= Beazley shadow ministry (2005–06) =

The Shadow Ministry of Kim Beazley was the opposition Australian Labor Party shadow ministry of Australia from January 2005 to December 2006, opposing John Howard's Coalition ministry.

==Final arrangement==
The final arrangement was in place between 24 June 2005 and 4 December 2006.

===Shadow cabinet===
- Leader of the Opposition: Kim Beazley
- Deputy Leader of the Opposition and Shadow Minister for Education, Training, Science and Research: Jenny Macklin
- Leader of the Opposition in the Senate and Shadow Minister Indigenous Affairs, Family and Community Services: Senator Chris Evans
- Deputy Leader of the Opposition in the Senate and Shadow Minister for Communications and Information Technology: Senator Stephen Conroy
- Shadow Treasurer: Wayne Swan
- Shadow Minister for Superannuation and Intergenerational Finance, Banking and Financial Services: Senator Nick Sherry
- Shadow Minister for Regional Development: Simon Crean
- Shadow Minister for Health and Manager of Opposition Business in the House: Julia Gillard
- Shadow Minister for Industry, Infrastructure and Industrial Relations: Stephen Smith
- Shadow Minister for Finance: Lindsay Tanner
- Shadow Minister for Foreign Affairs, International Security and Trade: Kevin Rudd
- Shadow Minister for Defence: Robert McClelland
- Shadow Minister for Housing, Urban Development, Local Government and Territories: Senator Kim Carr
- Shadow Minister for Public Accountability and Human Services: Kelvin Thomson
- Shadow Minister for Child Care, Youth and Women: Tanya Plibersek
- Shadow Minister for Environment and Heritage, Deputy Manager of Opposition Business in the House: Anthony Albanese
- Shadow Minister for Employment and Workplace Participation, Corporate Governance and Responsibility: Senator Penny Wong
- Shadow Attorney-General: Nicola Roxon

===Shadow outer ministry===
- Shadow Minister for Consumer Affairs, Health Population and Health Regulation: Laurie Ferguson
- Shadow Minister for Agriculture and Fisheries: Gavan O'Connor
- Assistant Shadow Treasurer and Shadow Minister for Revenue, Small Business and Competition: Joel Fitzgibbon
- Shadow Minister for Transport: Senator Kerry O'Brien
- Shadow Minister for Sport and Recreation: Senator Kate Lundy
- Shadow Minister for Homeland Security, Aviation and Transport Security: Arch Bevis
- Shadow Minister for Veterans' Affairs and Shadow Special Minister of State : Alan Griffin
- Shadow Minister for Defence Industry, Procurement and Personnel: Senator Mark Bishop
- Shadow Minister for Immigration: Tony Burke
- Shadow Minister for Aged Care, Disabilities and Carers: Senator Jan McLucas
- Shadow Minister for Justice and Customs, Manager of Opposition Business in the Senate: Joe Ludwig
- Shadow Minister for Pacific Island Affairs and Overseas Aid: Bob Sercombe
- Shadow Minister for Citizenship and Multicultural Affairs: Senator Annette Hurley (from 8 August 2005)

**Exercise A:**
Retype the part of the shadow ministry passage starting at "The Shadow Ministry" and ending at "4 December 2006.".
The shadow ministry passage has no connection to the listing that follows it.

**Dataset entries:**
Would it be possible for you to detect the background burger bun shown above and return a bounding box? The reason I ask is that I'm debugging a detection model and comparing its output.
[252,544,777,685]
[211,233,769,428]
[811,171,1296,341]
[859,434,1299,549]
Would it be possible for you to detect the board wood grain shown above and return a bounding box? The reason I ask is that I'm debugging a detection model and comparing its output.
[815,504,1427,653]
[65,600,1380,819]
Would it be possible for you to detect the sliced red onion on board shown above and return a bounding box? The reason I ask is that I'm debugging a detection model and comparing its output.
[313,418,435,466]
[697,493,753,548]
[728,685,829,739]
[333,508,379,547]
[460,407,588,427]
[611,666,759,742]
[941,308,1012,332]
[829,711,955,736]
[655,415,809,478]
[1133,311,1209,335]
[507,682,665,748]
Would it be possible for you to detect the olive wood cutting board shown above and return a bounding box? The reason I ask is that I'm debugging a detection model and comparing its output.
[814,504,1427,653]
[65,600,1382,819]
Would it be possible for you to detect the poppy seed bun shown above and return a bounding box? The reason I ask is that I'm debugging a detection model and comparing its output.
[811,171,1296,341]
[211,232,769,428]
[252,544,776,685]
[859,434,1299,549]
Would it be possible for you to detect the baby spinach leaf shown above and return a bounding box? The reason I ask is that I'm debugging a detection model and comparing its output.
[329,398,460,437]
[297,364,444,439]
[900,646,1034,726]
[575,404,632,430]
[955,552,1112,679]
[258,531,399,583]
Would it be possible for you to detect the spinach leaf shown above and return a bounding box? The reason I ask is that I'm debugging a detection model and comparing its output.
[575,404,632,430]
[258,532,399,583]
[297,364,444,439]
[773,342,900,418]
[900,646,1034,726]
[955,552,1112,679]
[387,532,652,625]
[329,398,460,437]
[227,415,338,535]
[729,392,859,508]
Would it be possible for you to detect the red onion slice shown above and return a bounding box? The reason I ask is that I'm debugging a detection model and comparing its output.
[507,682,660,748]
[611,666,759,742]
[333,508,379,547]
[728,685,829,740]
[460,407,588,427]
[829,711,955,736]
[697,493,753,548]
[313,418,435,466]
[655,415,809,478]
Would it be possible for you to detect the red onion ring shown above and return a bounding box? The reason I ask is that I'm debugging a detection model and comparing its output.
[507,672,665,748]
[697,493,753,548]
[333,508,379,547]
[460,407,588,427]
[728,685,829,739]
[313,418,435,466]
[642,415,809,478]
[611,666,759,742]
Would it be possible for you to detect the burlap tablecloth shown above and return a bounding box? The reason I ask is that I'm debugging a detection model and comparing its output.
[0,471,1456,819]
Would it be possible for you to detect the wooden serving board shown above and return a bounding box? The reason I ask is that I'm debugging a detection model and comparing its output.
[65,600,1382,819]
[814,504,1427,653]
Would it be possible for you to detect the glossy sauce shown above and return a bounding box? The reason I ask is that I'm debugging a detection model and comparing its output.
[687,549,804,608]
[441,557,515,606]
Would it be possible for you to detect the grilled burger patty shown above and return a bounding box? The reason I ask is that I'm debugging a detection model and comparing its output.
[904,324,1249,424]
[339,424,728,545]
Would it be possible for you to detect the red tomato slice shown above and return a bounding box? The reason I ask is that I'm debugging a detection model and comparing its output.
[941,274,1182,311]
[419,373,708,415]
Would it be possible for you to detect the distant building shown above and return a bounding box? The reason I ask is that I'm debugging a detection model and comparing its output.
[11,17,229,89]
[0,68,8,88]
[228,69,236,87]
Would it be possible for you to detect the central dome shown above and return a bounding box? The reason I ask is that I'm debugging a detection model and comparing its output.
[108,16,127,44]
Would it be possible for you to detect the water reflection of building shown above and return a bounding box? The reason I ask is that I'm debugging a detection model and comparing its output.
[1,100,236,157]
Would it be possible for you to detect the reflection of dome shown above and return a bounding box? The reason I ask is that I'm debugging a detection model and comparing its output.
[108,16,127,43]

**Exercise B:**
Multiply every bounding box coordinate in the answers by 1.35 and round each result to a whole number, rounding halves up. Give only the lines of the listing starting at the line that contains "Would it be possible for you to detect the sliced" and ending at the line that contains "[729,392,859,508]", both included, with the requests carried over unchanged.

**Expected answer A:**
The Shadow Ministry of Kim Beazley was the opposition Australian Labor Party shadow ministry of Australia from January 2005 to December 2006, opposing John Howard's Coalition ministry.

==Final arrangement==
The final arrangement was in place between 24 June 2005 and 4 December 2006.

**Expected answer B:**
Would it be possible for you to detect the sliced red onion on board shown above and return a bounding box? The reason I ask is that I'm debugging a detection model and comparing its output.
[423,564,587,629]
[941,666,1017,740]
[983,925,1119,998]
[450,686,512,738]
[621,549,794,576]
[825,899,1025,1002]
[1270,416,1366,448]
[1119,960,1289,994]
[884,560,1092,645]
[1530,420,1632,452]
[684,921,898,1010]
Would it be possible for you to detect the olive wood cutting board shown above and return a bounding box? The reason I ask is that I'm debugging a detection model and comparing its output.
[1099,680,1926,882]
[88,810,1866,1106]
Would it be possible for you to detect the poppy seed bun shown above and return a bounding box? The reason I ask is that I'm debugging a detection model and comparing its output.
[1095,231,1750,460]
[285,313,1038,578]
[340,734,1048,925]
[1160,586,1754,741]
Would it be possible for you to detect the baby spinach leaf shown above and return a bounding box? The reason I ask is that I'm debugging a detection model and comparing its output.
[444,537,621,590]
[401,491,599,593]
[1215,872,1396,980]
[776,545,853,581]
[1289,745,1501,917]
[348,717,539,787]
Would it be possible for you to detect the spinach leaf shown above and return a bounding box? The reason I ask is that I'm debugging a detection model and comparing its output.
[776,545,853,581]
[348,718,539,787]
[401,491,599,593]
[1044,462,1215,564]
[1215,872,1396,980]
[1289,745,1501,917]
[522,718,880,844]
[444,537,621,590]
[306,560,456,722]
[984,529,1160,686]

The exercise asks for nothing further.